* **Set task**:
Pick out each line below that contains the string "yellow" and copy it. Case counts.

START Data records

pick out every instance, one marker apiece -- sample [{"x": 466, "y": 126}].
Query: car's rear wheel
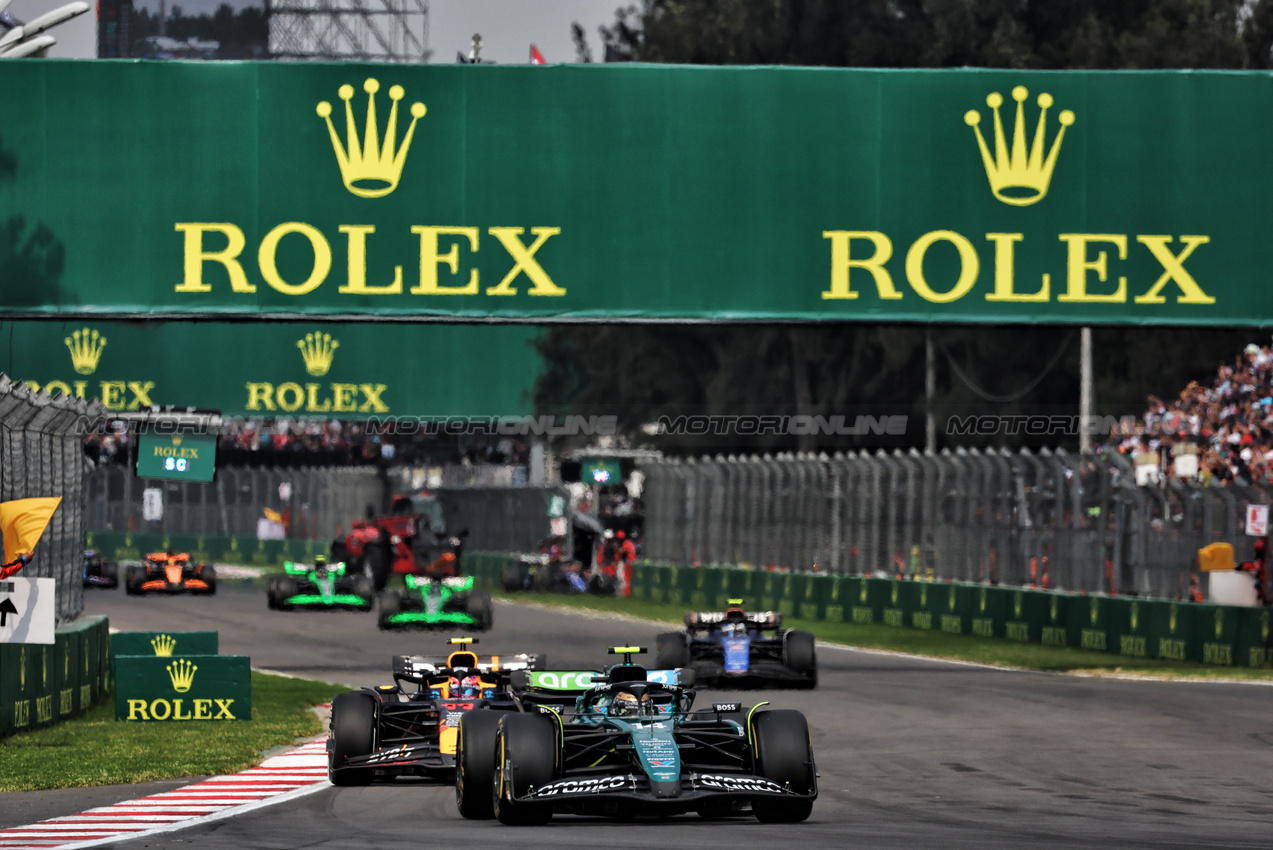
[
  {"x": 390, "y": 605},
  {"x": 365, "y": 588},
  {"x": 353, "y": 733},
  {"x": 133, "y": 579},
  {"x": 800, "y": 654},
  {"x": 475, "y": 765},
  {"x": 377, "y": 564},
  {"x": 671, "y": 650},
  {"x": 478, "y": 606},
  {"x": 526, "y": 750},
  {"x": 784, "y": 756}
]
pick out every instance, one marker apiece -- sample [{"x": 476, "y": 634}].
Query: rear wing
[
  {"x": 754, "y": 619},
  {"x": 418, "y": 668}
]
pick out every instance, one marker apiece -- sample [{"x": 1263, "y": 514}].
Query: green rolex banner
[
  {"x": 186, "y": 687},
  {"x": 279, "y": 369},
  {"x": 630, "y": 191}
]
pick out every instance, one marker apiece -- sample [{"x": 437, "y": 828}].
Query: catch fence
[
  {"x": 42, "y": 454},
  {"x": 1045, "y": 518}
]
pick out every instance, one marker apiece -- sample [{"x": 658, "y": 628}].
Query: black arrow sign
[{"x": 7, "y": 608}]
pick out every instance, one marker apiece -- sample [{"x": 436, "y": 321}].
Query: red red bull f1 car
[{"x": 169, "y": 573}]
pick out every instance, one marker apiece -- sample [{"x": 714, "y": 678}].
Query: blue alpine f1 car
[
  {"x": 738, "y": 647},
  {"x": 626, "y": 746}
]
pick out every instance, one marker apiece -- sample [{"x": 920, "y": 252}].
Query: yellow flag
[{"x": 23, "y": 521}]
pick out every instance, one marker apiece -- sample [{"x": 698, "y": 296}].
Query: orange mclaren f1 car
[{"x": 169, "y": 573}]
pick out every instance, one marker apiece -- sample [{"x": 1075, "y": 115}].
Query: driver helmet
[
  {"x": 626, "y": 705},
  {"x": 466, "y": 686}
]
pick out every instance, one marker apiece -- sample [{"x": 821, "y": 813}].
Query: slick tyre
[
  {"x": 353, "y": 733},
  {"x": 133, "y": 580},
  {"x": 478, "y": 606},
  {"x": 671, "y": 650},
  {"x": 377, "y": 565},
  {"x": 475, "y": 765},
  {"x": 800, "y": 654},
  {"x": 784, "y": 756},
  {"x": 390, "y": 605},
  {"x": 526, "y": 750},
  {"x": 365, "y": 588}
]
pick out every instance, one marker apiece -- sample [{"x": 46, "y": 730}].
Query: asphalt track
[{"x": 913, "y": 753}]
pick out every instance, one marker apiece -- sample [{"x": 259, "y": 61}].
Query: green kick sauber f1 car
[{"x": 320, "y": 585}]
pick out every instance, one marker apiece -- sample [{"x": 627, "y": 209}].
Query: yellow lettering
[
  {"x": 357, "y": 284},
  {"x": 345, "y": 397},
  {"x": 270, "y": 244},
  {"x": 260, "y": 396},
  {"x": 969, "y": 266},
  {"x": 112, "y": 395},
  {"x": 1174, "y": 270},
  {"x": 430, "y": 260},
  {"x": 140, "y": 393},
  {"x": 195, "y": 257},
  {"x": 842, "y": 262},
  {"x": 1078, "y": 265},
  {"x": 295, "y": 396},
  {"x": 1005, "y": 262},
  {"x": 373, "y": 404},
  {"x": 313, "y": 406},
  {"x": 523, "y": 260}
]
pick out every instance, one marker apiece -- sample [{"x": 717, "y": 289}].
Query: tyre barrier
[
  {"x": 1132, "y": 626},
  {"x": 41, "y": 685}
]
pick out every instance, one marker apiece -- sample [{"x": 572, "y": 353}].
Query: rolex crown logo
[
  {"x": 163, "y": 644},
  {"x": 182, "y": 675},
  {"x": 371, "y": 168},
  {"x": 1019, "y": 178},
  {"x": 85, "y": 348},
  {"x": 317, "y": 350}
]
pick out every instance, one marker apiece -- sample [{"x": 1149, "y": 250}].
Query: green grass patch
[
  {"x": 918, "y": 641},
  {"x": 97, "y": 750}
]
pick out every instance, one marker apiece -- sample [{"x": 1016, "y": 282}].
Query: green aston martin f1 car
[{"x": 320, "y": 585}]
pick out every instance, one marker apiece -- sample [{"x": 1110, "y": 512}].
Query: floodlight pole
[{"x": 1085, "y": 393}]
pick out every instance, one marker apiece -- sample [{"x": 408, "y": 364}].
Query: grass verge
[
  {"x": 96, "y": 750},
  {"x": 935, "y": 644}
]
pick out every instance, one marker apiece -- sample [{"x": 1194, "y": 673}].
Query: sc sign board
[{"x": 27, "y": 611}]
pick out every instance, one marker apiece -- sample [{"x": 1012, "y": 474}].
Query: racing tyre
[
  {"x": 783, "y": 755},
  {"x": 376, "y": 564},
  {"x": 390, "y": 605},
  {"x": 209, "y": 575},
  {"x": 672, "y": 650},
  {"x": 353, "y": 733},
  {"x": 133, "y": 579},
  {"x": 800, "y": 655},
  {"x": 285, "y": 588},
  {"x": 475, "y": 765},
  {"x": 478, "y": 606},
  {"x": 365, "y": 588},
  {"x": 530, "y": 743}
]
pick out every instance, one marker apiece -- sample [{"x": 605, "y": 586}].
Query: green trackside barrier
[
  {"x": 41, "y": 685},
  {"x": 127, "y": 546},
  {"x": 1171, "y": 633},
  {"x": 1254, "y": 638},
  {"x": 1216, "y": 629},
  {"x": 182, "y": 689}
]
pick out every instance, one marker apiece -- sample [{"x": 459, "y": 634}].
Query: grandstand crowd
[{"x": 1227, "y": 423}]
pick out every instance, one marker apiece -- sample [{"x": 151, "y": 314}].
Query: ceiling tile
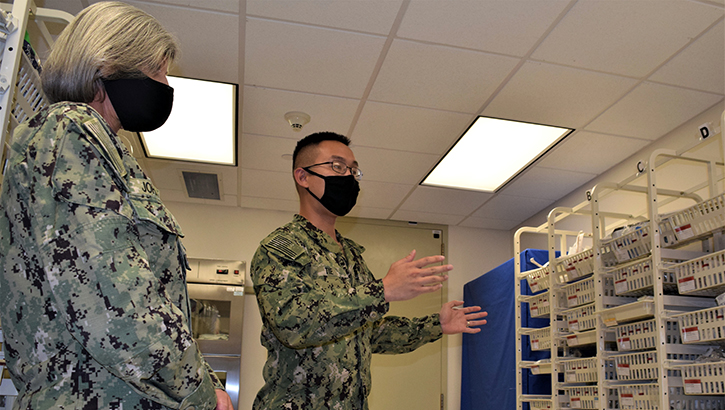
[
  {"x": 546, "y": 183},
  {"x": 700, "y": 66},
  {"x": 625, "y": 37},
  {"x": 652, "y": 110},
  {"x": 381, "y": 194},
  {"x": 512, "y": 208},
  {"x": 371, "y": 16},
  {"x": 591, "y": 152},
  {"x": 487, "y": 223},
  {"x": 444, "y": 200},
  {"x": 425, "y": 217},
  {"x": 367, "y": 212},
  {"x": 393, "y": 166},
  {"x": 270, "y": 203},
  {"x": 507, "y": 27},
  {"x": 231, "y": 6},
  {"x": 180, "y": 196},
  {"x": 440, "y": 77},
  {"x": 410, "y": 129},
  {"x": 268, "y": 184},
  {"x": 264, "y": 111},
  {"x": 555, "y": 95},
  {"x": 169, "y": 174},
  {"x": 304, "y": 58},
  {"x": 265, "y": 153},
  {"x": 198, "y": 59}
]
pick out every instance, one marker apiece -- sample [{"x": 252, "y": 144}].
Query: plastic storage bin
[
  {"x": 580, "y": 318},
  {"x": 627, "y": 247},
  {"x": 582, "y": 292},
  {"x": 539, "y": 339},
  {"x": 704, "y": 276},
  {"x": 706, "y": 325},
  {"x": 584, "y": 397},
  {"x": 704, "y": 378},
  {"x": 575, "y": 266},
  {"x": 627, "y": 313},
  {"x": 582, "y": 370},
  {"x": 581, "y": 338},
  {"x": 636, "y": 278},
  {"x": 538, "y": 304},
  {"x": 637, "y": 366},
  {"x": 538, "y": 279},
  {"x": 699, "y": 219}
]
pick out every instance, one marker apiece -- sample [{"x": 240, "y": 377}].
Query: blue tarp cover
[{"x": 489, "y": 357}]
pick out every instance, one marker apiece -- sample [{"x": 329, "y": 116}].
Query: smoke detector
[{"x": 297, "y": 119}]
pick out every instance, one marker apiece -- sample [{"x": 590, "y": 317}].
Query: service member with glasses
[{"x": 323, "y": 311}]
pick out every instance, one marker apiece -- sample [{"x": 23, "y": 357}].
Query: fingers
[{"x": 422, "y": 262}]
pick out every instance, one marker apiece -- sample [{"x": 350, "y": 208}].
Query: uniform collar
[{"x": 319, "y": 236}]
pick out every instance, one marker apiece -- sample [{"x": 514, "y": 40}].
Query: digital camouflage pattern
[
  {"x": 95, "y": 307},
  {"x": 322, "y": 312}
]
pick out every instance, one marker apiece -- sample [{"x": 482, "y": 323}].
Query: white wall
[
  {"x": 219, "y": 232},
  {"x": 682, "y": 176}
]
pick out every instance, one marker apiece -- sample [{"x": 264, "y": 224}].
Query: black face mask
[
  {"x": 340, "y": 193},
  {"x": 142, "y": 104}
]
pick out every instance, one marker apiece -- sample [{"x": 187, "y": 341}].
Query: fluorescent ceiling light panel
[
  {"x": 492, "y": 152},
  {"x": 202, "y": 126}
]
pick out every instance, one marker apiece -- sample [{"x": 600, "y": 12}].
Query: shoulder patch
[
  {"x": 96, "y": 130},
  {"x": 285, "y": 246}
]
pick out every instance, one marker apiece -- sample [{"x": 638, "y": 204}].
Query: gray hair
[{"x": 107, "y": 40}]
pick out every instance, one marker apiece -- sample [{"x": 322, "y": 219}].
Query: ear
[{"x": 301, "y": 178}]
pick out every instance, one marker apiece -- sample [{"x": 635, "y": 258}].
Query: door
[{"x": 412, "y": 380}]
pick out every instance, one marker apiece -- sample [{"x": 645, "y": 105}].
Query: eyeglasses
[{"x": 340, "y": 168}]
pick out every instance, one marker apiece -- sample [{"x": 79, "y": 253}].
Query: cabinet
[
  {"x": 20, "y": 97},
  {"x": 633, "y": 314}
]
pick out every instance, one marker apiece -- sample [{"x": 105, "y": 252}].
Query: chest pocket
[{"x": 147, "y": 205}]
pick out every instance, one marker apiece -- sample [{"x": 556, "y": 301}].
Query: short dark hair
[{"x": 314, "y": 139}]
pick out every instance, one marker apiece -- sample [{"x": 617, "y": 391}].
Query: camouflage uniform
[
  {"x": 95, "y": 309},
  {"x": 322, "y": 313}
]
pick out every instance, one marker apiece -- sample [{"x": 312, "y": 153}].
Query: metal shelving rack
[
  {"x": 633, "y": 371},
  {"x": 20, "y": 97}
]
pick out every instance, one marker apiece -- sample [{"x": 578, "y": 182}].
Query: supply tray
[
  {"x": 636, "y": 278},
  {"x": 575, "y": 266},
  {"x": 637, "y": 366},
  {"x": 582, "y": 397},
  {"x": 627, "y": 247},
  {"x": 705, "y": 325},
  {"x": 538, "y": 279},
  {"x": 538, "y": 304},
  {"x": 581, "y": 370},
  {"x": 580, "y": 318},
  {"x": 538, "y": 367},
  {"x": 627, "y": 313},
  {"x": 581, "y": 338},
  {"x": 703, "y": 276},
  {"x": 698, "y": 220},
  {"x": 539, "y": 339},
  {"x": 582, "y": 292},
  {"x": 646, "y": 397},
  {"x": 704, "y": 378}
]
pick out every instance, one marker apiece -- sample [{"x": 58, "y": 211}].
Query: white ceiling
[{"x": 404, "y": 78}]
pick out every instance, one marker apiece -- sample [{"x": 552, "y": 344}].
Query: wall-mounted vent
[{"x": 200, "y": 185}]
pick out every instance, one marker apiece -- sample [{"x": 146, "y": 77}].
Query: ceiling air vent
[{"x": 200, "y": 185}]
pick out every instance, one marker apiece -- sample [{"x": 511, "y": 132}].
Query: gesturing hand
[
  {"x": 461, "y": 320},
  {"x": 408, "y": 278}
]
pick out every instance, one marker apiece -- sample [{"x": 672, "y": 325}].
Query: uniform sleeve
[
  {"x": 100, "y": 280},
  {"x": 305, "y": 310},
  {"x": 395, "y": 334}
]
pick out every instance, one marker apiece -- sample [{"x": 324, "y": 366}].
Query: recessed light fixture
[
  {"x": 202, "y": 126},
  {"x": 492, "y": 152}
]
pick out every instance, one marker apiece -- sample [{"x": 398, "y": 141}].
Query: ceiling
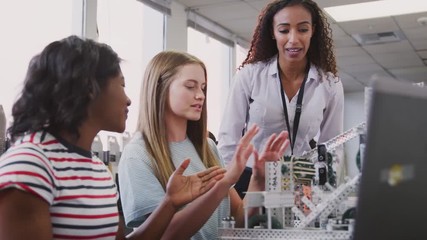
[{"x": 404, "y": 58}]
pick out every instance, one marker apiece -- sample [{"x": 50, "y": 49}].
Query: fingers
[
  {"x": 183, "y": 166},
  {"x": 247, "y": 138},
  {"x": 212, "y": 173}
]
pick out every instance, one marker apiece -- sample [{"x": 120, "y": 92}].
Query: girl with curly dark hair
[
  {"x": 287, "y": 81},
  {"x": 51, "y": 187}
]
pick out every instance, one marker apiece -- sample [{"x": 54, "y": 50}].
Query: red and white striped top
[{"x": 78, "y": 187}]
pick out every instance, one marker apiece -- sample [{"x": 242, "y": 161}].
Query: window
[
  {"x": 136, "y": 32},
  {"x": 217, "y": 58},
  {"x": 26, "y": 28}
]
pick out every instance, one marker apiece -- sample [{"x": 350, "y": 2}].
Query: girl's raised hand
[{"x": 183, "y": 189}]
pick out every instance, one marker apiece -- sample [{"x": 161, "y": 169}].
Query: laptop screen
[{"x": 392, "y": 202}]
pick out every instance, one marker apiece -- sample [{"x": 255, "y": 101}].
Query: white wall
[
  {"x": 354, "y": 113},
  {"x": 176, "y": 28}
]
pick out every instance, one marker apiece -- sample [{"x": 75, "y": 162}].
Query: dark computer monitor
[{"x": 392, "y": 201}]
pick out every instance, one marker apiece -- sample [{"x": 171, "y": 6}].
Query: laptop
[{"x": 392, "y": 201}]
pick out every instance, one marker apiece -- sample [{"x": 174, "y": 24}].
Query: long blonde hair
[{"x": 158, "y": 77}]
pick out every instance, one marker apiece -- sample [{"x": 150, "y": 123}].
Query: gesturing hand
[{"x": 184, "y": 189}]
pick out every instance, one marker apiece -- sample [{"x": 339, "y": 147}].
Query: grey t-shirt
[{"x": 141, "y": 192}]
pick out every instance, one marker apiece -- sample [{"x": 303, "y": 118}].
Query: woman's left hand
[{"x": 274, "y": 149}]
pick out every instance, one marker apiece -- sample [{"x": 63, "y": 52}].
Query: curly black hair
[
  {"x": 59, "y": 85},
  {"x": 263, "y": 47}
]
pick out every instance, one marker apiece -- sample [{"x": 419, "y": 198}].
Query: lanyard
[{"x": 298, "y": 109}]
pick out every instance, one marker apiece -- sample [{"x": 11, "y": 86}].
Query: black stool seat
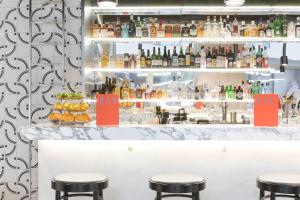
[
  {"x": 79, "y": 183},
  {"x": 177, "y": 184},
  {"x": 279, "y": 185}
]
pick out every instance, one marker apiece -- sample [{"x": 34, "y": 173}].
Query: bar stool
[
  {"x": 176, "y": 185},
  {"x": 79, "y": 184},
  {"x": 279, "y": 185}
]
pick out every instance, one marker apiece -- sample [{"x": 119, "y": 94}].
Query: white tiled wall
[{"x": 14, "y": 83}]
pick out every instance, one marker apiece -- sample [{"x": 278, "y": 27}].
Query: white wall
[{"x": 230, "y": 167}]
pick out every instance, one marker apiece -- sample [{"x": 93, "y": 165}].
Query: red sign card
[
  {"x": 107, "y": 110},
  {"x": 266, "y": 110}
]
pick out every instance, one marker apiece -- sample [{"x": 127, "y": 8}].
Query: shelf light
[{"x": 107, "y": 3}]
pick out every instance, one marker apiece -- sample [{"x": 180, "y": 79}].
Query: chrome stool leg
[
  {"x": 261, "y": 194},
  {"x": 57, "y": 195}
]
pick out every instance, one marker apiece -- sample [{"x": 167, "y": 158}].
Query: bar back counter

END Data records

* **Exercise output**:
Query: yellow flag
Query: yellow lettering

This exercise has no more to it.